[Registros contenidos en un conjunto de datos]
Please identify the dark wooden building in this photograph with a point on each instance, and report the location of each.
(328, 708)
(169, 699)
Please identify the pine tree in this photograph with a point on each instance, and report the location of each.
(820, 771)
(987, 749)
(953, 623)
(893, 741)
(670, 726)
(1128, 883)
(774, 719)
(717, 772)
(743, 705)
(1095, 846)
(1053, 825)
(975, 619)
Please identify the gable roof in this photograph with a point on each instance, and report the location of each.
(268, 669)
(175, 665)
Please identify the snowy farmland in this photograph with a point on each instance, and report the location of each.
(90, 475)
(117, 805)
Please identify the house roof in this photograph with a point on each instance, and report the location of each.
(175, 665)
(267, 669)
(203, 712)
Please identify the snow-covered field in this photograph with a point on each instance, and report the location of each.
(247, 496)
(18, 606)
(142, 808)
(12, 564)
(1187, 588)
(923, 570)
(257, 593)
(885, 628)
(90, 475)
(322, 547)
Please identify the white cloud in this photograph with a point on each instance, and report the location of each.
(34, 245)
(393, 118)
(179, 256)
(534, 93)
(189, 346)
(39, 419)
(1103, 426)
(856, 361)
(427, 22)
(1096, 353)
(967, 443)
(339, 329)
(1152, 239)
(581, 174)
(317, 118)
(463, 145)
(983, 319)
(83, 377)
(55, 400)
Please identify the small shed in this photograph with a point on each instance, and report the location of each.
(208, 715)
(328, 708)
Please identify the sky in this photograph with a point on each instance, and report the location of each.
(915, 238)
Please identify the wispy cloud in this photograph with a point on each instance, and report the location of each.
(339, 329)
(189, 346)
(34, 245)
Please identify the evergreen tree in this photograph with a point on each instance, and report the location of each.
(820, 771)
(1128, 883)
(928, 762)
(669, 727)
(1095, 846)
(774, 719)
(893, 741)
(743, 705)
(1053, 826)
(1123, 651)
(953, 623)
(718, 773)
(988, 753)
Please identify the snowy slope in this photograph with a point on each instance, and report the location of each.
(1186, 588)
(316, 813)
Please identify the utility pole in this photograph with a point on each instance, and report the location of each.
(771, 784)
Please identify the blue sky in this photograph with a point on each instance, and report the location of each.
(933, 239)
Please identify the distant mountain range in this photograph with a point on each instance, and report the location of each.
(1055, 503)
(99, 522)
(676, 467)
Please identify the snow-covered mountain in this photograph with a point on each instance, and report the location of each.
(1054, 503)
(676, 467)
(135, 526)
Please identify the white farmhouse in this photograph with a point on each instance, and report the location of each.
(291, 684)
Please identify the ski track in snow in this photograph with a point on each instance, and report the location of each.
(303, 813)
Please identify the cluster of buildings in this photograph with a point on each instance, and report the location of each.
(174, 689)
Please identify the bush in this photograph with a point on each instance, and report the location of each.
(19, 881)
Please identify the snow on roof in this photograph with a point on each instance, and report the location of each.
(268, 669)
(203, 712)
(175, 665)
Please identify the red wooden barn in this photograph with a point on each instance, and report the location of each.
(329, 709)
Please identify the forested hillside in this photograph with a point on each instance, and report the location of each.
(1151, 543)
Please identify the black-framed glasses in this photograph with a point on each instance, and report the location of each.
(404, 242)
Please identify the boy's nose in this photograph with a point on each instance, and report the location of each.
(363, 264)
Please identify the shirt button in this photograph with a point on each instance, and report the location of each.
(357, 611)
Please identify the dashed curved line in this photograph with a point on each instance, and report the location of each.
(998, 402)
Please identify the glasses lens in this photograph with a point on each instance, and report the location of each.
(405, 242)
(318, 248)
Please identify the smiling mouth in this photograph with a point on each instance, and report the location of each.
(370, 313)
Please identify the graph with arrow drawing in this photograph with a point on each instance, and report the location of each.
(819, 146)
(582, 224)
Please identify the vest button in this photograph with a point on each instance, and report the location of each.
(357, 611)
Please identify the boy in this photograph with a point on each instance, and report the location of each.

> TAREA REQUERIDA
Vuelve a escribir todos los ítems de arriba y cambia "photograph" por "image", sin alterar nada más.

> RESULTADO OBTENIDO
Please identify the dark wooden building in this image with a point on each instance, and report the location of each.
(328, 708)
(169, 699)
Please identify the pine tree in this image with a point on each instance, and report the location of each.
(820, 771)
(987, 749)
(953, 623)
(893, 741)
(670, 726)
(1128, 883)
(774, 719)
(717, 772)
(743, 705)
(1095, 846)
(1053, 825)
(975, 619)
Please identify the gable roof in this image with a point on each instance, and report the location of each.
(268, 669)
(175, 665)
Please identify the snowy farmland in this image with a point on each instance, and report the location of each.
(90, 475)
(117, 805)
Please identify the house roof in this image with a point on each instance, and report the location of each.
(175, 665)
(267, 669)
(203, 712)
Please identify the snow-covered field in this image with a point on each instance, and report the location of each.
(247, 496)
(18, 606)
(142, 808)
(12, 564)
(1187, 588)
(923, 570)
(257, 593)
(885, 628)
(90, 475)
(322, 547)
Please identify the white cloud in this image with a point on each instance, and report the location of each.
(34, 245)
(393, 118)
(179, 256)
(534, 93)
(189, 346)
(39, 419)
(1103, 426)
(856, 361)
(427, 22)
(1096, 353)
(967, 443)
(339, 329)
(1152, 239)
(581, 174)
(317, 118)
(463, 145)
(983, 319)
(83, 377)
(55, 400)
Please identify the small shed in this image with a point on each instance, and report the location of each.
(208, 715)
(328, 708)
Please identify the sky in this image with a point on each instance, and report the location of each.
(915, 238)
Please identify the wispy cloud in this image with a point on each instance, and report the location of each.
(339, 329)
(189, 346)
(34, 245)
Please identify the evergreen tree in this image with a point on each instance, and report the location of each.
(820, 771)
(1128, 883)
(928, 762)
(669, 727)
(1095, 846)
(774, 719)
(893, 741)
(743, 705)
(1053, 826)
(1123, 651)
(953, 623)
(718, 773)
(988, 753)
Please identify the snowy slope in this image with a point on each instance, and report the location of each.
(1186, 588)
(316, 813)
Please identify the utility pole in this image with a point on each instance, and report the location of each.
(771, 784)
Please identify the blue sky in this image with a point on each instance, and report the location of each.
(933, 239)
Please identify the distant mountain range in this image with a point on each instance, and report the location of each.
(1055, 503)
(99, 522)
(676, 467)
Please identify the snow-covered mountain in this image with a point on each instance, and report the location of each.
(1054, 503)
(676, 467)
(135, 526)
Please identify the white farmhouse in this image with a point on each instance, and report the location of each.
(291, 684)
Please identify the ski track in snow in this image with a point on each instance, and report the location of each.
(303, 813)
Please identify the cluster of buildings in this image with a point on each instance, and report the location of each.
(174, 689)
Please identify the bush in this image with a point on each instance, and report the location of each.
(19, 881)
Please identify the snow on roof in this image with a point on each instance, and report the location of each.
(268, 669)
(203, 712)
(175, 665)
Please identify the red wooden barn in this image with a point on each instance, and report the location of each.
(329, 709)
Please identify the forested hillside in this image with a point on each instance, and report the location of each.
(1151, 543)
Please identify the black-framed glasses in this image with a point on each instance, and report the location of each.
(404, 242)
Please identify the boy's nose in this image with a point on each instance, and report the location of each.
(363, 264)
Please identify the shirt button in this image with a point on each instance, and report the location of each.
(357, 611)
Please identify the dashed curved line in this image with a point on each instance, and report the location of each.
(998, 402)
Please identify the glasses lens in this image with a point on each instance, and report the location of each.
(405, 242)
(318, 248)
Please identify the smiling mouth in this image with a point on each instance, and report the location of each.
(370, 313)
Please identify the graph with arrow drawing in this image with a point on each instance, and report the location of each.
(819, 146)
(582, 224)
Please identify the vest button in this image with a point on each instance, and report the location of each.
(357, 611)
Please identify the boy in this image with a point on each instance, and report the location of each.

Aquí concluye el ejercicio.